What you need to do –
Please format every line of the records below as a JSON list of strings, one string per line, skipping any blank lines.

[Labeled area outline entries]
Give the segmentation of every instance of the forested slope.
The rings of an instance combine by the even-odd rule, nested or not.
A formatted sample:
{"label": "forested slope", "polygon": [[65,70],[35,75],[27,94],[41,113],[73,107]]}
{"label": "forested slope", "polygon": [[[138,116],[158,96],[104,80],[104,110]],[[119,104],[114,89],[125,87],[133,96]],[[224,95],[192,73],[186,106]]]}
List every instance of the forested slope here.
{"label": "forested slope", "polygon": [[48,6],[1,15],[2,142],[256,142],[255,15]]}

Exercise output –
[
  "Give the segmentation of every instance of the forested slope.",
  "The rings of an instance combine by the even-odd rule, nested or not.",
  "A formatted sample:",
  "{\"label\": \"forested slope\", \"polygon\": [[65,70],[35,75],[27,94],[41,113],[73,107]]}",
  "{\"label\": \"forested slope\", \"polygon\": [[[138,116],[158,96],[104,80],[104,110]],[[119,104],[114,89],[125,87],[133,96]],[[224,95],[192,73],[186,106]]]}",
  "List every instance of the forested slope here.",
  "{\"label\": \"forested slope\", \"polygon\": [[48,6],[1,15],[2,142],[256,142],[255,15]]}"
]